Provided text:
· · · · · · ·
I met my daughter one month ago today. I thought that waiting for Kate was a roller coaster ride, but it's got nothing on actually being with her. In the last month she has hated my guts, tolerated me, ignored me, laughed at me, sought out my attention, pushed me away, loved me, taken my hand, taken my heart, kissed me, screamed at me, cried on my shoulder, asked me for comfort, asked me to go away when she needed comfort, and the list could go on and on. And through everything, I am constantly amazed at God's hand in all of this. He is the creator of families, and he is teaching me about what that means.
More on that another day. Right now I want to give an update on the past few days. We saw an International Adoption doctor on Wednesday where they drew a lot of blood, asked me to collect stool samples, and other fun and exciting things. We also saw an OT. Basically, everything looks good so far, with the exception of her speech and her ongoing ear infection. She is on her third round of antibiotics, and she has had it with the meds. Tomorrow she will be assessed by a early intervention specialist, who will help us to determine what types of therapies she is a candidate for.
· · · · · · ·
Given records:
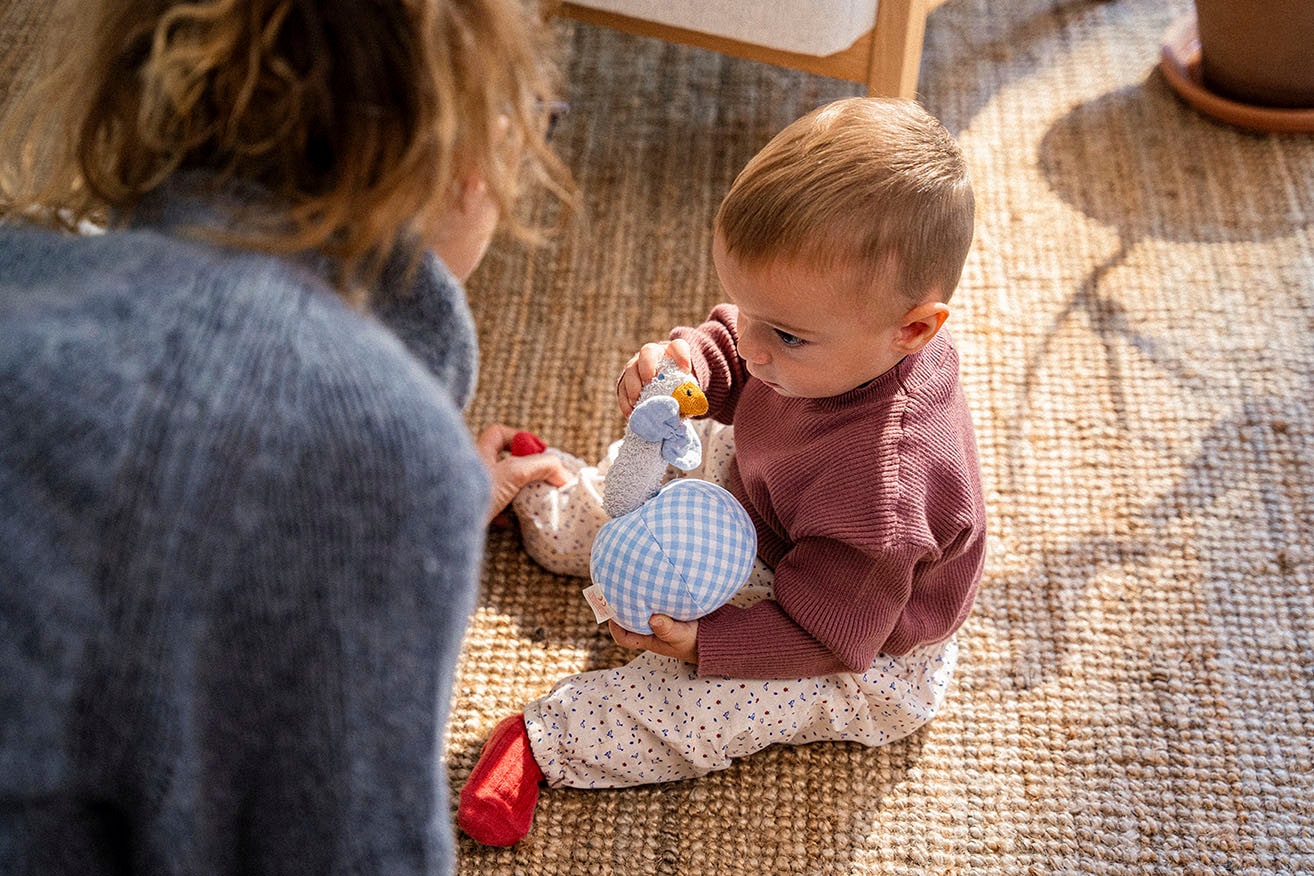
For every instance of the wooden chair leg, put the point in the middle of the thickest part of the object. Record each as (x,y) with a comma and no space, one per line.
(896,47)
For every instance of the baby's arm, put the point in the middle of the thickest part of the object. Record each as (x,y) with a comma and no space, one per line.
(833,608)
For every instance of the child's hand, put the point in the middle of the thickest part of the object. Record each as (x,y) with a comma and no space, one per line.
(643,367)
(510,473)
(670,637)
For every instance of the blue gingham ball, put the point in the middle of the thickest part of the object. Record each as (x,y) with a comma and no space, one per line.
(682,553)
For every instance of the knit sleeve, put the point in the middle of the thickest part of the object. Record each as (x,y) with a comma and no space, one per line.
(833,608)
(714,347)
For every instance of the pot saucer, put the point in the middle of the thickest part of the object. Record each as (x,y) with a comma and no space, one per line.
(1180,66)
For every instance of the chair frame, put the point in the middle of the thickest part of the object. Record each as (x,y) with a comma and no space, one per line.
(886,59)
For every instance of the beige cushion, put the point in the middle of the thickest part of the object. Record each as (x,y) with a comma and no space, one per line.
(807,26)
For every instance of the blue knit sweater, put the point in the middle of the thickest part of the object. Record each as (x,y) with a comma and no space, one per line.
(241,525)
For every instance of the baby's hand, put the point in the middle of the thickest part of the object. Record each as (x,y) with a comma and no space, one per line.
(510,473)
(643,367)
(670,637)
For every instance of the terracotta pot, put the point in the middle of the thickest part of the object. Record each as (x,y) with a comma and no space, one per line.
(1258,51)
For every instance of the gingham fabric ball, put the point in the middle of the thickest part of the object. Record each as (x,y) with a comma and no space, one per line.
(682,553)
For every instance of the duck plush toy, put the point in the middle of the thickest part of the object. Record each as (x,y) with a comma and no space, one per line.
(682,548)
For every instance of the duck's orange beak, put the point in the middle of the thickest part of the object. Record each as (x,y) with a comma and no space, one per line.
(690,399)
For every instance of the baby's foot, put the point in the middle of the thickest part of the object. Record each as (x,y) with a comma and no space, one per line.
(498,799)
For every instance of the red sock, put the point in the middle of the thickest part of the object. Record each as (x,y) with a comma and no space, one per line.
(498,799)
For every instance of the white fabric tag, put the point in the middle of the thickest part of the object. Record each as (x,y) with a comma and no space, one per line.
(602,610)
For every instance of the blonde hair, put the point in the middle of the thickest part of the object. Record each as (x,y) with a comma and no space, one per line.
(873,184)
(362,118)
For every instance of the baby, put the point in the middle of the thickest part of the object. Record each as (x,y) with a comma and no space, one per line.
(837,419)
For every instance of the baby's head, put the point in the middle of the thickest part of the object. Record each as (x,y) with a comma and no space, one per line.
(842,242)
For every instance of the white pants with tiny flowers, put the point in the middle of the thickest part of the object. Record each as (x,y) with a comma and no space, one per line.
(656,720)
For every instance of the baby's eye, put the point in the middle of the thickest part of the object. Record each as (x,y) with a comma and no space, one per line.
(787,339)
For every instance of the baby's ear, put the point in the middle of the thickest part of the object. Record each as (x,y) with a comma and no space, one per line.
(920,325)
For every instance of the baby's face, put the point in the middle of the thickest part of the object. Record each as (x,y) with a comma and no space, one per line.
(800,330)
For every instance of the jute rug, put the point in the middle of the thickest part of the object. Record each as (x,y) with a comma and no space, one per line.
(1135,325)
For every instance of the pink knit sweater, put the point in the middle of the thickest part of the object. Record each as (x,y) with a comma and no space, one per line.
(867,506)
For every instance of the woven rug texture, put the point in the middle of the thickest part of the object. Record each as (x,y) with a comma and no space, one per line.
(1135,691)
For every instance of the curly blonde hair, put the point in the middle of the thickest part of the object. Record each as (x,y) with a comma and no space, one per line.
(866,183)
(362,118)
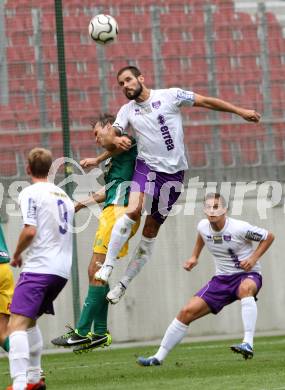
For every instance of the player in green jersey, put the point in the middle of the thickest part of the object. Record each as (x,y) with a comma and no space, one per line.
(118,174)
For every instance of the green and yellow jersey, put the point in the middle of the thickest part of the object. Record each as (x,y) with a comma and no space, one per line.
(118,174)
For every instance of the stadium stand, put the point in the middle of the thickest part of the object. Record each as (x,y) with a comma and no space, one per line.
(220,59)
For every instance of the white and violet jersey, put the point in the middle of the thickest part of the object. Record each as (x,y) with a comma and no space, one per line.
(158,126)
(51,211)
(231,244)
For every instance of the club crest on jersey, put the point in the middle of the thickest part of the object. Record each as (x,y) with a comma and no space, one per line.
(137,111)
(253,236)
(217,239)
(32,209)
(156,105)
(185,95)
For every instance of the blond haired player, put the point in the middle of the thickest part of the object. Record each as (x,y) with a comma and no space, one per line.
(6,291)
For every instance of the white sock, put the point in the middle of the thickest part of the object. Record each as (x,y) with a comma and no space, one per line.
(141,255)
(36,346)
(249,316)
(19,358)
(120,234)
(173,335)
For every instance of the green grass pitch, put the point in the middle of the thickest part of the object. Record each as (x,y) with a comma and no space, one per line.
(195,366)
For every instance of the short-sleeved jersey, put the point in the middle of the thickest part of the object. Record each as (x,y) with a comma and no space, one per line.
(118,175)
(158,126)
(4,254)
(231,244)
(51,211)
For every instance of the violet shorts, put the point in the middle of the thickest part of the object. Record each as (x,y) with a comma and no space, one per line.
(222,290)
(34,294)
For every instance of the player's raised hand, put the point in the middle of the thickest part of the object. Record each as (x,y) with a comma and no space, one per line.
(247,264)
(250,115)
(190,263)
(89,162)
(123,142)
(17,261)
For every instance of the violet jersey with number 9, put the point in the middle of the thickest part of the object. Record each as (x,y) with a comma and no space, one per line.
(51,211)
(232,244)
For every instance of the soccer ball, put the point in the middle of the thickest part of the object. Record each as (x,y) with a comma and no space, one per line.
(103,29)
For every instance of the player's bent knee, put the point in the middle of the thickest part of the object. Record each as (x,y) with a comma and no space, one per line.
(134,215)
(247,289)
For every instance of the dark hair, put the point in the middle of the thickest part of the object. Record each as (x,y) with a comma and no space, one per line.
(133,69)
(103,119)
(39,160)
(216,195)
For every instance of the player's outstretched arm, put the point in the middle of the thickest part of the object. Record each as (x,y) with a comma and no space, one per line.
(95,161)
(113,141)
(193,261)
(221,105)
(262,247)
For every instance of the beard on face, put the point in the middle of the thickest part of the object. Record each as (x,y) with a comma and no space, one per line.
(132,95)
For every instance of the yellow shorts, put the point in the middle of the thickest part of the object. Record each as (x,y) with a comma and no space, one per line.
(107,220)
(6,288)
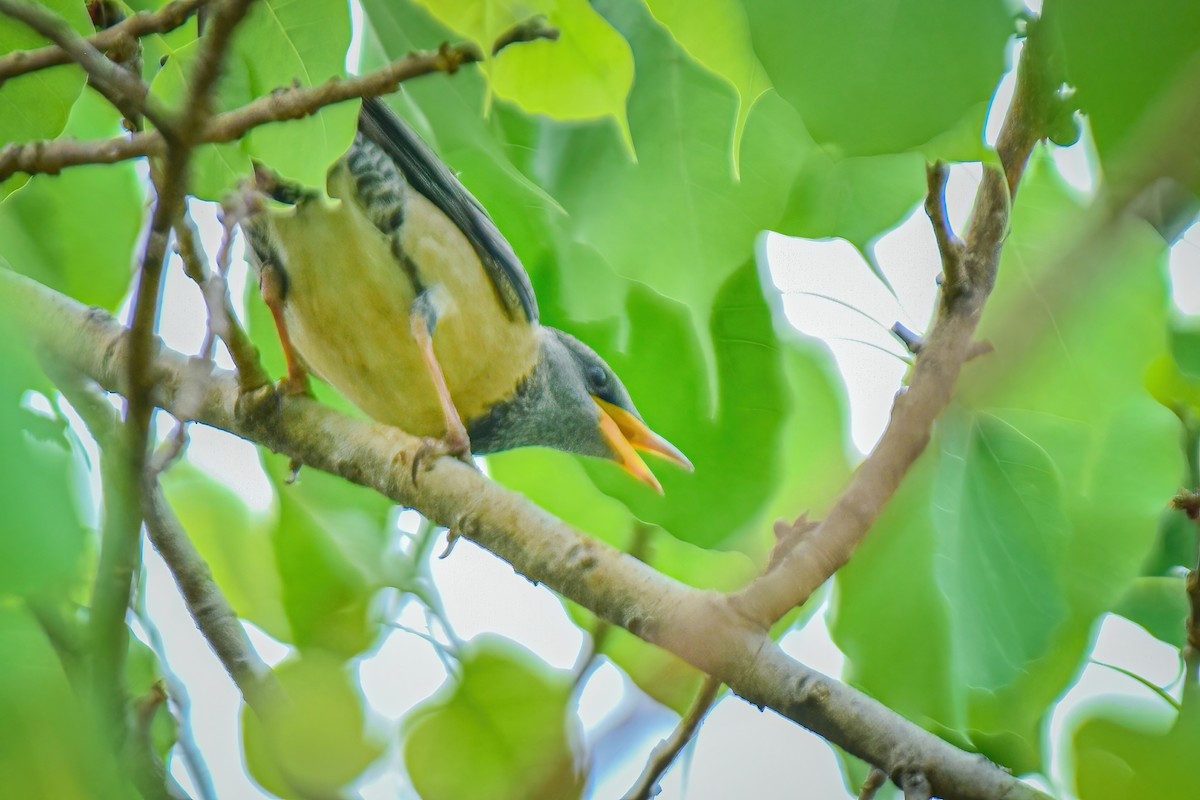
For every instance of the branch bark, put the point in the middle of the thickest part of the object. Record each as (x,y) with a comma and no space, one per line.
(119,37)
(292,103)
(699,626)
· · · · · · ·
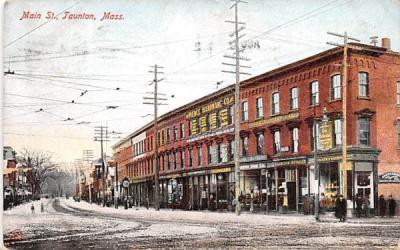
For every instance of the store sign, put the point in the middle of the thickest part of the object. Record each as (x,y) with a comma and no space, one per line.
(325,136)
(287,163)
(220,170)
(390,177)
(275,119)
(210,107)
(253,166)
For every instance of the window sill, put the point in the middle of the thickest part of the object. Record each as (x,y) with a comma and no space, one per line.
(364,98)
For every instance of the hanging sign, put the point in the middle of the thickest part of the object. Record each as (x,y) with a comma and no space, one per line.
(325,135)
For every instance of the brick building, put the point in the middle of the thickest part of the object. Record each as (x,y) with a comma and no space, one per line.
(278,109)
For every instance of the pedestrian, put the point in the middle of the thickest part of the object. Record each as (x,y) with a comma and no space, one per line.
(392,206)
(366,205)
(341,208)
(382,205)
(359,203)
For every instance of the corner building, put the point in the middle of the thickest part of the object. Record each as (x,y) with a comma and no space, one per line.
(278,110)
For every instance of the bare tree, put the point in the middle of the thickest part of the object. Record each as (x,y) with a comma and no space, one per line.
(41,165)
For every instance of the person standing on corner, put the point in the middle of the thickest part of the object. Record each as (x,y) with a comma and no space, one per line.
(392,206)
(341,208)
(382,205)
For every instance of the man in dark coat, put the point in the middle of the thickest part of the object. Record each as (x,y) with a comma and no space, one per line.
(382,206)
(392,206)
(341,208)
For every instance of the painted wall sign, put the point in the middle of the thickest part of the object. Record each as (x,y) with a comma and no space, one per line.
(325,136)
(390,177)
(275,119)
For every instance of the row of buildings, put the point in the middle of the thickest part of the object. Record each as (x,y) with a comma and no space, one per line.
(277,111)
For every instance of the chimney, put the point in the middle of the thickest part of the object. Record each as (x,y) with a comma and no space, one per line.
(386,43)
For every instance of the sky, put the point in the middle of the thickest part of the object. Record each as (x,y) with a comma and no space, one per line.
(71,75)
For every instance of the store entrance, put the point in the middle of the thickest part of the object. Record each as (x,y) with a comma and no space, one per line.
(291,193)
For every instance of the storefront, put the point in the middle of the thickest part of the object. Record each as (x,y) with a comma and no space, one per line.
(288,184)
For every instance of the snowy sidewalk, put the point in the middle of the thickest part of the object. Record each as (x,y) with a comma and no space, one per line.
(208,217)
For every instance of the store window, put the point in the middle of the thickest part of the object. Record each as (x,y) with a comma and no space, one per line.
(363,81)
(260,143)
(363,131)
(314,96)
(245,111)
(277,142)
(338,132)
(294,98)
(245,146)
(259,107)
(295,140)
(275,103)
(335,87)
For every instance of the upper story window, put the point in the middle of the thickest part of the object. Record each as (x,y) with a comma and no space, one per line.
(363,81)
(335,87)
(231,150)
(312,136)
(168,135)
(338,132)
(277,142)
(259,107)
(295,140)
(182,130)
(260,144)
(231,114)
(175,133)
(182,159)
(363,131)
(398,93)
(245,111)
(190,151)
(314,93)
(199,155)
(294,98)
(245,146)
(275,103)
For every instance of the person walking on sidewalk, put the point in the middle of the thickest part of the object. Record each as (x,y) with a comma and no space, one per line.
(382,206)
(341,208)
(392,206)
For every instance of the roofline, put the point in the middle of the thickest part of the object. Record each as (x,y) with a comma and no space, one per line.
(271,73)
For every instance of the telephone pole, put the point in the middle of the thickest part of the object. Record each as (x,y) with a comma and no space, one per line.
· · · · · · ·
Check your understanding:
1. Answer these questions from the post about meeting Kate:
(a) How long ago did the writer first meet the daughter?
(b) On which day did they see the International Adoption doctor?
(c) Which round of antibiotics is Kate currently on?
2. In the post about meeting Kate, turn the paragraph beginning "More on that another day" into a short bulleted list that keeps its main facts.
3. Continue the post about meeting Kate, starting after its final sentence.
The records were drawn from a different source than the text.

Task answers:
1.
(a) One month ago.
(b) Wednesday.
(c) Her third round.

2.
- On Wednesday, an International Adoption doctor drew a lot of blood and asked for stool samples, among other things.
- They also saw an OT.
- Everything looks good so far except her speech and an ongoing ear infection.
- She is on her third round of antibiotics and has had it with the meds.
- Tomorrow an early intervention specialist will assess her to determine which therapies she is a candidate for.

3.
I have had a lot of interesting questions and comments lately about Kate NaNa's cleft and speech (ok, some of them were interesting & some of them were just silly), so I thought I might fill in some blanks for those who are curious. A month ago, all we knew was that she had a repaired cleft lip and an unrepaired cleft palate. That is still true, but we do know a bit more now. For example, her cleft is complete, meaning that it goes from her gum line all the way back to the back of the soft palate. Food sometimes comes out of her nose, but she is pretty good at controlling that sort of thing. It seems to be a wide cleft, although I really have nothing to compare it to. As for her lip, I am not convinced that the muscles were connected when they did the repair, but it is possible that she has just never learned to use those muscles. I don't see any movement where that scar is. We will see the cleft team next month, and after that we will have a better picture of when the surgery will take place, and how many there will be (I am guessing multiple).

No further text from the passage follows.